Empezó a tientas. Sabía que necesitaba sacar de dentro discursos duros. De niña leía compulsivamente en el cuartel donde se educó junto a su familia. Su padre, militar, no impidió esa necesidad y estudió arte dramático y psicología. Hoy es toda una outsider, inadaptada a conciencia, a veces impenetrable, dubitativa y juguetona. De lo único que no tiene dudas es de su equipo: el Real Madrid.

"Crees que ningún orden es capaz de controlar la mezquindaz del hombre"
"La exaltación de la humildad en guardiola me parece soberbia"

Del resto, vive en permanente conflicto, con el ansioso empuje que le proporciona la paradoja creativa. Cita a Unamuno y Homero. Shakespeare y la Biblia son sus dos guías principales. Se indigna y se carcajea a partes iguales. Ha creado espectáculos de premio, como El año de Ricardo y Mi relación con la comida, otros como Y cómo no se pudrió... Blancanieves, Y los peces salieron a combatir contra los hombres o Perro muerto en tintorería.

Desde hace cuatro años vive trotando por el mundo con sus obras, representadas con éxito en España y por Europa. Entra y sale del espejo con una habilidad desconcertante. De algo le vale el mote. Su Liddell se lo debe a Alicia. Pero Angélica no vive en el país de las maravillas, sino en el reino oscuro de la desesperanza.

• _Completa lo siguiente_:
**A)** Según el texto sobre Angélica Liddell, ¿cuáles son sus dos guías principales?
**B)** Saca del texto sobre Angélica Liddell, tal cual, el fragmento que abre con las palabras que contienen "Del resto, vive" y cierra con "muerto en tintorería.".
**C)** Escribe lo que sigue en el texto sobre Angélica Liddell, a partir de su última oración.

• _Filas de datos_:
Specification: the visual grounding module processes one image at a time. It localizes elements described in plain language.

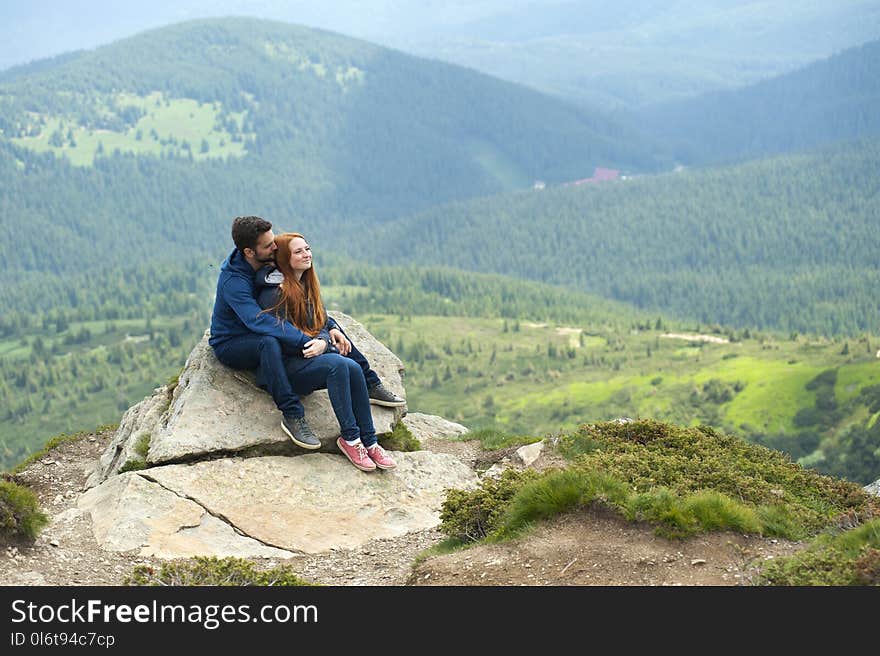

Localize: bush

==

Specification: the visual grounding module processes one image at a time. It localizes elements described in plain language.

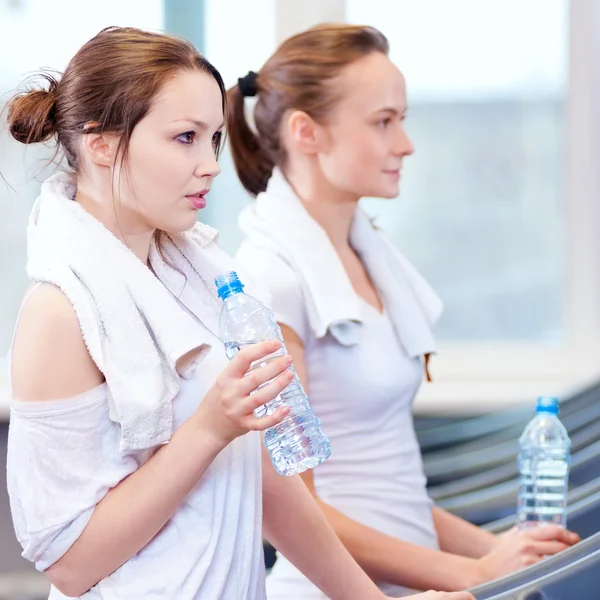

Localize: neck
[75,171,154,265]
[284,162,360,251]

==

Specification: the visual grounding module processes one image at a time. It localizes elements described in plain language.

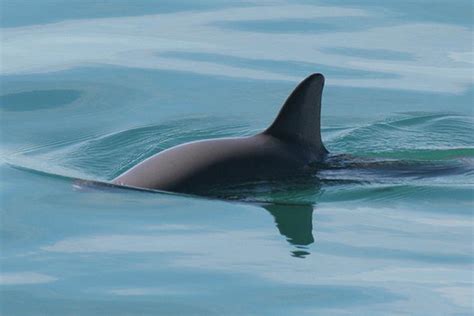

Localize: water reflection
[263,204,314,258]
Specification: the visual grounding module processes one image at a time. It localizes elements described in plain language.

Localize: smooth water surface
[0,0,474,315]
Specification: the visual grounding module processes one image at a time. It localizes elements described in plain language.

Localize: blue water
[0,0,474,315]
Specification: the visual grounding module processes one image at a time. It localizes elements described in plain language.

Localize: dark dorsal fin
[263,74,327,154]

• _Respuestas por tarea_:
**A)** Shakespeare y la Biblia.

**B)**
Del resto, vive en permanente conflicto, con el ansioso empuje que le proporciona la paradoja creativa. Cita a Unamuno y Homero. Shakespeare y la Biblia son sus dos guías principales. Se indigna y se carcajea a partes iguales. Ha creado espectáculos de premio, como El año de Ricardo y Mi relación con la comida, otros como Y cómo no se pudrió... Blancanieves, Y los peces salieron a combatir contra los hombres o Perro muerto en tintorería.

**C)**
Usted escribe todas sus obras, las interpreta, las dirige. ¿Qué nombre le damos a eso?

Yo tengo una necesidad compulsiva de expresar mis sentimientos y utilizo todos los medios a mi alcance.

¿Por qué en el teatro?

No sé por qué. Nunca se saben esas cosas. No sé si fue una elección, seguramente me sentía cómoda en un escenario. Escribía obras larguísimas con 13 años, dialogadas, espantosas, melodramas pesadísimos.

¿Melodramas? ¿Espantosos? ¿De qué iban? ¿Ya estaba obsesionada con Alicia? Su Liddell viene de ahí...

Bueno, pero eso es porque me hubiera gustado que me escribieran un libro así.

A falta de rapsodas así en su vida, usted se lo guisa y usted se lo come, ¿no?

Desde muy pequeña escribía diarios. Mi relación con la palabra es muy temprana. Leía muchísimo, incluso libros para adultos, desde el Reader's Digest hasta lo que encontrara. Era compulsiva. Yo procedo de una familia no muy culta y mi manera de rebelarme contra eso era leer.

¿Lo más subversivo que podía hacerse en un cuartel en pleno final del franquismo era leer?

Quizá yo tuviera esa intuición. A los siete o a los 12 años no sabes qué es subversivo o revulsivo, seguramente había un instinto de rebelión que me empujaba hacia la lectura.

Una infancia con siete años metida en el 'Reader's Digest' es rarita. ¿Qué más leía?

El libro que más recuerdo era el de la campaña de Napoleón en Egipto.

¿Bonito?

Muy bonito. O la biografía de María Antonieta... Siempre me apasionó ese personaje al que le cortaban la cabeza. Biografías, cultura de lectura popular, lo que había en una casa...

Hija única, además, ¿qué decía papá?

Mi padre no responde al tópico de un militar. Cuando yo cumplí 10 años era suboficial y vivíamos en un cuartel de caballería. Para mí era normal. El otro día me encontré en una gasolinera con un escuadrón que llegaba en autobús y sentí hasta nostalgia.

¿Nostalgia? ¿De la infancia en el cuartel?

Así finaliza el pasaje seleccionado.